Opinion: West Hollywood Must Answer the Call to Action for Racial Justice

President Barack Obama delivers remarks to press pool after a meeting with members of the President’s Task Force on 21st Century Policing in the Roosevelt Room of the White House, March 2, 2015. (Official White House by Chuck Kennedy)

Our city is experiencing roiling protests aimed at the injustice of police brutality and its intersection with systemic racism. According to Melina Abdullah, a leader of the Black Lives Matter movement, the activists chose West Hollywood along with other affluent Los Angeles neighborhoods to bring the rage to our faces.  

Let me be clear, the looting and property damage that used peaceful protesters as a vehicle for greed and mayhem is deplorable.  Hard-working and honorable community members absorbed vicious damage by criminals intent on hijacking the peaceful movement for justice.  Nevertheless, the peaceful protesters deserve to be heard and not have criminals and anarchists co-opt the protestors’ impassioned call to action.

West Hollywood must answer the call.  Some may question if racial justice is relevant for a city that has a disproportionately low population of racial minorities compared to greater Los Angeles.  It is. The city smartly markets itself as the heart of Los Angeles, which beautifully illustrates our values of equality, progressivism, and love as well as a nod to our extraordinary geography.  We enjoy a robust economy that is supported by a diverse workforce and consumer base.  Our entertainment, hospitality, retail, and other pulsating business sectors are not monochromatic – and are largely rooted in the contributions of diverse cultures. There are risks of avoiding the call to action – and it is not limited to traffic jams.  The risk is moral bankruptcy, which will erode our capacity to flourish.  West Hollywood must join this movement.

Records from a data collection:
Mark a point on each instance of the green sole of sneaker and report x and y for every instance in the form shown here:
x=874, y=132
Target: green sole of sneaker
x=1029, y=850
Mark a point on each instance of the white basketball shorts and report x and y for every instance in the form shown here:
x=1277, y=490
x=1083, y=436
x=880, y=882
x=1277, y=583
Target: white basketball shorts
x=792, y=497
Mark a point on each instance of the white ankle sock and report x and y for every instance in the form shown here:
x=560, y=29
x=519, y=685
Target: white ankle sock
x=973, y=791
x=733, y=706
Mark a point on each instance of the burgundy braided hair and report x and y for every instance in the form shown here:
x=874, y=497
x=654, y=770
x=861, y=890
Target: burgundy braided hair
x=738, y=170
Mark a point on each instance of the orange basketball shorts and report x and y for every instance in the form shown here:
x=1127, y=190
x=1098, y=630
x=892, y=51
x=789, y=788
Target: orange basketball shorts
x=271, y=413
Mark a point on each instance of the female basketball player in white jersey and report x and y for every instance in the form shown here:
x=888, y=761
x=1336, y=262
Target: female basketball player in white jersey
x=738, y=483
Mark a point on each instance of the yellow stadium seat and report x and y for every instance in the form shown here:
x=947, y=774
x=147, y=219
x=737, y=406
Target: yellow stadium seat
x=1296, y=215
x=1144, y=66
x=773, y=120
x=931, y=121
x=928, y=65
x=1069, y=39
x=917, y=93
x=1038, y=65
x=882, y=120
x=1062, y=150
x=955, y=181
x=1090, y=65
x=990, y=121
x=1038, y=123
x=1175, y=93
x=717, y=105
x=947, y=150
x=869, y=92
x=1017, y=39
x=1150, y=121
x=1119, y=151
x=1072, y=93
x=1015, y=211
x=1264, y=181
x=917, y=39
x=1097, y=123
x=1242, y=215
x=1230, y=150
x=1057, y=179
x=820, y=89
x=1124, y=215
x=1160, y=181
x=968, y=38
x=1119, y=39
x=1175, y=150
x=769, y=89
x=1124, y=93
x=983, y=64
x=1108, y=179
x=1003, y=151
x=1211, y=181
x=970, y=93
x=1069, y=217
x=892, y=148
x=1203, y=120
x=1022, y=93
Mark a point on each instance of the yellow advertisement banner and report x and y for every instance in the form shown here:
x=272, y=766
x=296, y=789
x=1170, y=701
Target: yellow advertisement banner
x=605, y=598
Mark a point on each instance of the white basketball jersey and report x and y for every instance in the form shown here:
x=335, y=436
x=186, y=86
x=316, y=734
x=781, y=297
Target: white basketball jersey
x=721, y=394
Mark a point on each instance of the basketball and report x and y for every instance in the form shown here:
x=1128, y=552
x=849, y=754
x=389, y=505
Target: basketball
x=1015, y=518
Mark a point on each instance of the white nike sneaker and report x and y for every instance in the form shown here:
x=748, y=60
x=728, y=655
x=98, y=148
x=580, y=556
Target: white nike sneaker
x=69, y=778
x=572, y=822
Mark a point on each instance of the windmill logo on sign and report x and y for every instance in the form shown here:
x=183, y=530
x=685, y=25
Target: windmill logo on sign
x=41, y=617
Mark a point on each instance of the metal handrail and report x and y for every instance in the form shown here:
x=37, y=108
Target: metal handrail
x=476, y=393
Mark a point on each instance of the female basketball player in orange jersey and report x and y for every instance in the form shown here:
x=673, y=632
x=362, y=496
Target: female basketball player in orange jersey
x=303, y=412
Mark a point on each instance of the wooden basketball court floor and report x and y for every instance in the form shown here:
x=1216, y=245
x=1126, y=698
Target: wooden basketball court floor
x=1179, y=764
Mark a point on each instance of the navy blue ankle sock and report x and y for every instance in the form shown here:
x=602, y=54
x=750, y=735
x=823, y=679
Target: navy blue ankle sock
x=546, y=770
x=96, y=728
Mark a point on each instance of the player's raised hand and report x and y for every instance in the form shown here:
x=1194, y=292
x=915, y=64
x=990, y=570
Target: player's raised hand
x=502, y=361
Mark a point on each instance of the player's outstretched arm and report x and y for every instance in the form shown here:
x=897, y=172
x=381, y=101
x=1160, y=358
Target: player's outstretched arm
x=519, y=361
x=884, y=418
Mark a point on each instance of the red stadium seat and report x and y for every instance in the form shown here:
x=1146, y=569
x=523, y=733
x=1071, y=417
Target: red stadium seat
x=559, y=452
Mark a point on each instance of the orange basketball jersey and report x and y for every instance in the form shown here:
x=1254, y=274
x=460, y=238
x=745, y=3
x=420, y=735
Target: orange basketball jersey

Requirement A
Rewrite the paragraph beginning "West Hollywood must answer the call" from the opinion piece on West Hollywood and racial justice as a short bulleted list that keeps its main facts.
Requirement B
Using the opinion piece on West Hollywood and racial justice, explain in one to three sentences why the writer says racial justice is relevant to West Hollywood despite its low population of racial minorities.
Requirement C
Continue the opinion piece on West Hollywood and racial justice from the point where it ends.

Task output A
- West Hollywood must respond to the call for racial justice.
- Some may doubt this matters for a city with a disproportionately low share of racial minorities compared to greater Los Angeles, but it does.
- The city markets itself as the heart of Los Angeles, reflecting its values of equality, progressivism and love as well as its geography.
- Its robust economy depends on a diverse workforce and consumer base, and its entertainment, hospitality, retail and other business sectors are largely rooted in diverse cultures.
- Avoiding the call risks more than traffic jams. It risks moral bankruptcy, which would erode the city's capacity to flourish.
- West Hollywood must join the movement.

Task output B
The writer says the city's robust economy is supported by a diverse workforce and consumer base, and its entertainment, hospitality, retail and other business sectors are largely rooted in the contributions of diverse cultures. Ignoring the call to action would also risk moral bankruptcy, which would erode the city's capacity to flourish.

Task output C
I joined the city’s public safety commission in 2015, in part due to my extreme concern with the murder of  Mike Brown in Ferguson, Missouri. The lack of systemic changes across the country shocked me. I was confident that West Hollywood could be a source of inspiration for a society in need of healing.  On the Commission, my goal was for the city and county to implement President Obama’s Task Force for 21st Century Policing, and its many recommendations compiled after the Ferguson unrest.  West Hollywood’s strong moral core places us at the forefront of the LGBT, women’s, animal, and environmental rights movements.  I remain confident we can answer the call.

We can join the movement to eradicate systemic racism.  We can encourage our city and county leaders to implement the Task Force for 21st Century Policing.  We do not have to stop there.  There are other ideas offered up by the Police Use of Force Project and Campaign Zero such as 8 Can’t Wait to address police violence. Addressing police violence may not seem relevant or urgent to our community but it answers the call.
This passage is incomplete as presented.